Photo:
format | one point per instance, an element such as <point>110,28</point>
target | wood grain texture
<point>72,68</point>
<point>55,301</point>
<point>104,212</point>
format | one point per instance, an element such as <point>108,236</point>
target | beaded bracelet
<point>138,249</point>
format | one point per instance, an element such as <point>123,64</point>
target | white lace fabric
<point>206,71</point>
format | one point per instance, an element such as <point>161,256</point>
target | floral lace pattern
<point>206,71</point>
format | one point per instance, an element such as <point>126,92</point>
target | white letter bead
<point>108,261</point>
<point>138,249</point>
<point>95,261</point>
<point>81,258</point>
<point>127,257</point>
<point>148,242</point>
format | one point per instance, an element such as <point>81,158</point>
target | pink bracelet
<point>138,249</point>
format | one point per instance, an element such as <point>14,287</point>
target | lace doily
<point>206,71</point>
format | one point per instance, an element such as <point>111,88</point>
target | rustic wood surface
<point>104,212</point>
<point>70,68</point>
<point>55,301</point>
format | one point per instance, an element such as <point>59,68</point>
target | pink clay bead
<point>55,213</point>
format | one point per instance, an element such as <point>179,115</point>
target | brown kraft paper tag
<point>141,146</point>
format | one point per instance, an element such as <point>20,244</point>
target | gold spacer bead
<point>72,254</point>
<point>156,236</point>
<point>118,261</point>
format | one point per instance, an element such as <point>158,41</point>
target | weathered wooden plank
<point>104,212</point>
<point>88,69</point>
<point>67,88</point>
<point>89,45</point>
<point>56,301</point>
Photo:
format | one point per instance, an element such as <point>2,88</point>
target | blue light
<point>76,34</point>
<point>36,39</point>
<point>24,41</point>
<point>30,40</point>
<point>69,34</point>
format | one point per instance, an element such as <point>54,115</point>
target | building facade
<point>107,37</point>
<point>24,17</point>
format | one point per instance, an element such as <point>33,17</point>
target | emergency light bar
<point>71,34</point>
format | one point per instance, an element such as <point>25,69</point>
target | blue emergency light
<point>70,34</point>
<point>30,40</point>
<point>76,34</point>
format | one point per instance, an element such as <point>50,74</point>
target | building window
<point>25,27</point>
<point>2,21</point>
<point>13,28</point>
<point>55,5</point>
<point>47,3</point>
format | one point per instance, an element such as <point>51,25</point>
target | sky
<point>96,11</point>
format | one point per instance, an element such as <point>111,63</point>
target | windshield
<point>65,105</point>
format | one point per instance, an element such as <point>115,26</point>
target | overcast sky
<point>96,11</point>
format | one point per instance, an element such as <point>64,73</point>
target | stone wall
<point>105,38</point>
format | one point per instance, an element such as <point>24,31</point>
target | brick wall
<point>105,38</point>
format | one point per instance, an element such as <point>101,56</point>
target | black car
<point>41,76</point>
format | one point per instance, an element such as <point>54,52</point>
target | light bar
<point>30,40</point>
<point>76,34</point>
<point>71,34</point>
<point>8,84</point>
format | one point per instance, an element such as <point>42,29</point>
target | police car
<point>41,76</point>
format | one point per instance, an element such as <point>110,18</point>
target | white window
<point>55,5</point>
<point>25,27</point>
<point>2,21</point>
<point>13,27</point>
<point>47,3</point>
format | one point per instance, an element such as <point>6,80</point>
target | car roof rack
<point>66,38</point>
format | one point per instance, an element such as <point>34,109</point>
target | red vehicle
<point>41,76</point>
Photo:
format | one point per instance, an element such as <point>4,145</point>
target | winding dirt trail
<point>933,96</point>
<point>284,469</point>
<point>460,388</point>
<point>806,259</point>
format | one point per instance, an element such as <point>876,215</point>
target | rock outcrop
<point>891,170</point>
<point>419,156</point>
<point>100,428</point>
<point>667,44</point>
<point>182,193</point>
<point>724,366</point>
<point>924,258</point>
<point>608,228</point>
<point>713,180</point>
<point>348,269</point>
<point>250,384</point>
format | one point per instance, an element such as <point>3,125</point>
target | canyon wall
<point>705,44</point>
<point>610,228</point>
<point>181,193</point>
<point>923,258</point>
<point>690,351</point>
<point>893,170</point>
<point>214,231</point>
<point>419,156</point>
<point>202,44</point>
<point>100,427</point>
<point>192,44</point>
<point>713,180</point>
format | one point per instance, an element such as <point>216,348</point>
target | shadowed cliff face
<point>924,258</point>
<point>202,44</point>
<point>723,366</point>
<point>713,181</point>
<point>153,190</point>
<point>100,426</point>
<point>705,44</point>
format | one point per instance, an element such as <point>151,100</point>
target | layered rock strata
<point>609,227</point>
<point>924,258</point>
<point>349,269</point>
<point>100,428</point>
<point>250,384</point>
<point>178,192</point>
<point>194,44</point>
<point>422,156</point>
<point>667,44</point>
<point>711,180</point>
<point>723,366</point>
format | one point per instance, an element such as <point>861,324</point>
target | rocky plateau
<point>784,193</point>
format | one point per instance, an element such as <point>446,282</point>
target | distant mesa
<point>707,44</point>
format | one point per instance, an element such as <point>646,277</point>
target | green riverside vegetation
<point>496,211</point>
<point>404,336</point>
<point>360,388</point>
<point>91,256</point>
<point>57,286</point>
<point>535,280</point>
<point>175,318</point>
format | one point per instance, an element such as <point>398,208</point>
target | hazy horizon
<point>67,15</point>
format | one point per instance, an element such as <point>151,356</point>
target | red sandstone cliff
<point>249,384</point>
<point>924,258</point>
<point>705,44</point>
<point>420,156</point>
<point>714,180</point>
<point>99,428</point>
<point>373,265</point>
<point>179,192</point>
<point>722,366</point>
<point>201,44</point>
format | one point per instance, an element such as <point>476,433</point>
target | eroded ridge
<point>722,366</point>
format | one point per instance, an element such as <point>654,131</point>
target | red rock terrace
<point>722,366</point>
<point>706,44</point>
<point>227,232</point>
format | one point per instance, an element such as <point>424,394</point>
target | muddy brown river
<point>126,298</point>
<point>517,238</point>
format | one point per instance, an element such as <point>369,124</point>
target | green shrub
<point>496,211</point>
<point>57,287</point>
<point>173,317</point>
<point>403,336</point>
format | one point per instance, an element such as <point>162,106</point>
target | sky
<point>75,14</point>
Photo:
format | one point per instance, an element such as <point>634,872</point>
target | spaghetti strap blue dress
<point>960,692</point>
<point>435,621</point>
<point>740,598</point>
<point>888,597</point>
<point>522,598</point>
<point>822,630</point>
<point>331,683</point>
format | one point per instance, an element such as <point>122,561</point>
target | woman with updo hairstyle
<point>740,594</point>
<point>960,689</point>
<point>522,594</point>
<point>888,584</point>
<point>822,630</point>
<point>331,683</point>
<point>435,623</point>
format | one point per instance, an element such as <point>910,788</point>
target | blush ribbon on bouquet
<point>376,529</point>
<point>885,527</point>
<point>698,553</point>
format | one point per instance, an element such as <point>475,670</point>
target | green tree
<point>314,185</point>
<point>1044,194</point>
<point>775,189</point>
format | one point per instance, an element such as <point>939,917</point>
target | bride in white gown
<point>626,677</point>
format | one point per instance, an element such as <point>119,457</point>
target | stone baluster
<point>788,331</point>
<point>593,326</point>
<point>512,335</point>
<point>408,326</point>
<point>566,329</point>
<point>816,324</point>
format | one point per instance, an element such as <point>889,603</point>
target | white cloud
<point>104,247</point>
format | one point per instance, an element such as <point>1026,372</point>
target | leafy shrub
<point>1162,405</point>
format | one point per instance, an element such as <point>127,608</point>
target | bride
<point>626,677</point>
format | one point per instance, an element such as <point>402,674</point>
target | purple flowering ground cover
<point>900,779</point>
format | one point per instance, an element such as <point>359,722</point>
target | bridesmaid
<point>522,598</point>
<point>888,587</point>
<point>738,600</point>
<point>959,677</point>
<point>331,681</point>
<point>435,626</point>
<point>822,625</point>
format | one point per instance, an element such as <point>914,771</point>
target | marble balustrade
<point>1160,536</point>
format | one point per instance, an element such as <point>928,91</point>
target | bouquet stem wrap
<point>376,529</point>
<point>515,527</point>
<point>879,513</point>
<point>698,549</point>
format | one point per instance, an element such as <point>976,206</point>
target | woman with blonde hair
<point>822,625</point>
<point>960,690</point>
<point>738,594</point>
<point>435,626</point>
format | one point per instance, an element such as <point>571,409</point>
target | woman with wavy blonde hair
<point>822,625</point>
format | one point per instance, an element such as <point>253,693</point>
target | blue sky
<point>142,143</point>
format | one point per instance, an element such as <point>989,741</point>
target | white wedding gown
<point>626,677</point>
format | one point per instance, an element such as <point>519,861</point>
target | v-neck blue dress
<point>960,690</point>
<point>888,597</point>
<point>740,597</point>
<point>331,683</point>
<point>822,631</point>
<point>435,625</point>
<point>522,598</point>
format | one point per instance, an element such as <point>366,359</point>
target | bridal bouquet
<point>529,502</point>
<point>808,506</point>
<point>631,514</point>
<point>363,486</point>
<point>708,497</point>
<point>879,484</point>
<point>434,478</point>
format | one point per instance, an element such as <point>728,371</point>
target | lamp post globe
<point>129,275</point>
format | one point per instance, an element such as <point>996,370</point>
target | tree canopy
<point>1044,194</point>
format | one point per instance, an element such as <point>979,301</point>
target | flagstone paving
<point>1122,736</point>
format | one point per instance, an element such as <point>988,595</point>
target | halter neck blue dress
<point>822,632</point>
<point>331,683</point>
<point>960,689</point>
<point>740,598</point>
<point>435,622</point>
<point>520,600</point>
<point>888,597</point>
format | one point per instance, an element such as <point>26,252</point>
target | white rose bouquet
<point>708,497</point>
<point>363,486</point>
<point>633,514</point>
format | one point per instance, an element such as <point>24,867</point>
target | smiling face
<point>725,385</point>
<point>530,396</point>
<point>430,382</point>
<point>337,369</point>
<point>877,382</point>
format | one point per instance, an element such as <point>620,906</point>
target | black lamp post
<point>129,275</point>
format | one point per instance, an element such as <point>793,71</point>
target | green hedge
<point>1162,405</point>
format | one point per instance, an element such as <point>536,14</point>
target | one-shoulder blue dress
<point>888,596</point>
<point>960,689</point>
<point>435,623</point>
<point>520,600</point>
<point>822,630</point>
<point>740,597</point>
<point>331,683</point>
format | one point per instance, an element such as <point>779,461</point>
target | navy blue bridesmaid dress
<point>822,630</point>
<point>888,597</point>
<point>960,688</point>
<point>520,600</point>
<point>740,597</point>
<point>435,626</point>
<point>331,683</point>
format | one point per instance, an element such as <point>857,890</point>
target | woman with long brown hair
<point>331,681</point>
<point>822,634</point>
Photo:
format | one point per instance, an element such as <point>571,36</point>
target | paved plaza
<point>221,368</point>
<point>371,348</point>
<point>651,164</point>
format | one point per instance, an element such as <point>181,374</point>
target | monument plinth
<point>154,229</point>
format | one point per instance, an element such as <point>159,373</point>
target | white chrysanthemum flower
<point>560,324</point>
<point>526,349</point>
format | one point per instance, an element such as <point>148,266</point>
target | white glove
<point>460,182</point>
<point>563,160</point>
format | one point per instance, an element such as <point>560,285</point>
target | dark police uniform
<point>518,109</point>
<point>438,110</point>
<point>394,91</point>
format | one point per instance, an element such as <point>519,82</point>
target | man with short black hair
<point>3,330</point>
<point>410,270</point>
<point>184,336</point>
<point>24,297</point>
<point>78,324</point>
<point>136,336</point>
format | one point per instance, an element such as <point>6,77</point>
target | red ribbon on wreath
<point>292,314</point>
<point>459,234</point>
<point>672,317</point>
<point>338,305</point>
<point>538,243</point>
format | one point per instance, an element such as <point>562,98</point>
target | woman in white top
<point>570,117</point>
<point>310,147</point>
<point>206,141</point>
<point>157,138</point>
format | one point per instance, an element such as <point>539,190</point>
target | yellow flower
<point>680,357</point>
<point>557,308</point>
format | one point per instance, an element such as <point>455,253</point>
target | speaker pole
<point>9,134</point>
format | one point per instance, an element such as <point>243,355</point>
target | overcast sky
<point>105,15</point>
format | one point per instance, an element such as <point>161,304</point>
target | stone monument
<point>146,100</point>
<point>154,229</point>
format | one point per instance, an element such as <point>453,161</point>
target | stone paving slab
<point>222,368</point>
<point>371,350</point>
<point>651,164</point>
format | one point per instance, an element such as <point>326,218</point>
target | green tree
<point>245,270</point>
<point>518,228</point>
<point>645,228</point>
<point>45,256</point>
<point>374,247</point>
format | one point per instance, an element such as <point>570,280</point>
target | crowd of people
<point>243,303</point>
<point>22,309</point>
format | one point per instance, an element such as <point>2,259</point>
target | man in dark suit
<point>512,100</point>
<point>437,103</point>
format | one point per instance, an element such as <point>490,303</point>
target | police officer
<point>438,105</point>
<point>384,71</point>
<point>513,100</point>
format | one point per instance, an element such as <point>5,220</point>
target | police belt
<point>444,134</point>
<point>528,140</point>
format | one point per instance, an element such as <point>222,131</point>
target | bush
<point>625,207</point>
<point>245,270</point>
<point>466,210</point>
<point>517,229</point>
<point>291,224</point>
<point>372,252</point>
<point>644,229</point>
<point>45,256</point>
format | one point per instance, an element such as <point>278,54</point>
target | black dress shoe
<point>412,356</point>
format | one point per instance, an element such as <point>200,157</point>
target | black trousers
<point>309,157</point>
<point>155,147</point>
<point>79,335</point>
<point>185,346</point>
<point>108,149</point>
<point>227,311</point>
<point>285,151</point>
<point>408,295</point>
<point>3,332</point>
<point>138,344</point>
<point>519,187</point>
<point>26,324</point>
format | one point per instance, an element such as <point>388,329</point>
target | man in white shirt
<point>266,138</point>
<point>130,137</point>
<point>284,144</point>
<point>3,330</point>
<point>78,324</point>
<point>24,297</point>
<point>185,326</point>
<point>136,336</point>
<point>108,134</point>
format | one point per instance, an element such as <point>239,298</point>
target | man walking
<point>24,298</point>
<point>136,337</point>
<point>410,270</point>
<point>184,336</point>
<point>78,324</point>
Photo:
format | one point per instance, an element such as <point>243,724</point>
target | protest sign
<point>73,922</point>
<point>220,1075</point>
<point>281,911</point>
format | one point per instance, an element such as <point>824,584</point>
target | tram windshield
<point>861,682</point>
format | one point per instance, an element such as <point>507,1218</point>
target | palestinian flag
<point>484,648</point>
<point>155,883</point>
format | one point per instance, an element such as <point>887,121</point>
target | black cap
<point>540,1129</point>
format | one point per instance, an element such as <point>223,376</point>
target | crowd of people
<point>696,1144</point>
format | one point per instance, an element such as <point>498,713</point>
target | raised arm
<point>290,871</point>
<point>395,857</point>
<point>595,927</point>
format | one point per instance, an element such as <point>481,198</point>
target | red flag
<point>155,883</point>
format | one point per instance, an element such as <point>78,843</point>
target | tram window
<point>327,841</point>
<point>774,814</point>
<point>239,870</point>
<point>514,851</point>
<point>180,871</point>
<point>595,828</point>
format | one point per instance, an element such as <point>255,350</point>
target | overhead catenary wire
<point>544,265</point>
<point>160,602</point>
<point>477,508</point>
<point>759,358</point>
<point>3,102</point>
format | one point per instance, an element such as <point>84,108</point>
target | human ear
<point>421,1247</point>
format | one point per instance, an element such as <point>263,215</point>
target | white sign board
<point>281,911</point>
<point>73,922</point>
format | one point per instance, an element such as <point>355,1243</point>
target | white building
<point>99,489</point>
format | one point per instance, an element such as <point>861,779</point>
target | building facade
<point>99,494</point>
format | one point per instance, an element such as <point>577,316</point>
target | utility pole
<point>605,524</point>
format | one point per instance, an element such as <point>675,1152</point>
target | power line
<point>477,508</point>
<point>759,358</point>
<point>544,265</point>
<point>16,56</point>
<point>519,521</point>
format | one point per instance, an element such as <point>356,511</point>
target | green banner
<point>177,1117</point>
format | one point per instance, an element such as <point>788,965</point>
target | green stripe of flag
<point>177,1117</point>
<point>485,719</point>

#### WRITTEN REQUEST
Look above for the line containing "such as <point>507,1218</point>"; copy from it through the last line, exactly, and nothing more.

#### WORKED SOLUTION
format | one point per instance, an element such as <point>507,1218</point>
target | palestinian flag
<point>484,648</point>
<point>155,883</point>
format | one point per instance, an element such as <point>887,121</point>
target | black cap
<point>540,1129</point>
format | one point per instance, an element such as <point>223,376</point>
target | crowd of people
<point>696,1144</point>
format | one point per instance, an element such as <point>498,713</point>
target | raised arm
<point>290,871</point>
<point>395,857</point>
<point>595,927</point>
format | one point per instance, an element such as <point>481,198</point>
target | red flag
<point>155,883</point>
format | one point per instance, an element such as <point>78,843</point>
target | tram window
<point>327,841</point>
<point>774,814</point>
<point>239,870</point>
<point>514,851</point>
<point>180,871</point>
<point>595,828</point>
format | one point per instance, an element such as <point>255,350</point>
target | overhead catenary wire
<point>544,265</point>
<point>160,602</point>
<point>477,508</point>
<point>759,358</point>
<point>3,102</point>
format | one point per instance, an element such as <point>84,108</point>
target | human ear
<point>421,1247</point>
format | one point per instance, an element such as <point>263,215</point>
target | white sign board
<point>281,911</point>
<point>73,922</point>
format | one point per instance, an element such as <point>355,1243</point>
target | white building
<point>99,489</point>
format | one point per instance, an element such as <point>861,779</point>
target | building facade
<point>99,494</point>
format | one point per instance, an element such as <point>577,316</point>
target | utility pole
<point>605,524</point>
format | one point per instance, an element such as <point>675,1152</point>
target | power line
<point>477,508</point>
<point>759,358</point>
<point>544,265</point>
<point>16,56</point>
<point>519,521</point>
format | one point per instance, an element such as <point>356,511</point>
target | green banner
<point>177,1117</point>
format | one point per instance, an element such as <point>788,965</point>
target | green stripe of flag
<point>177,1117</point>
<point>485,719</point>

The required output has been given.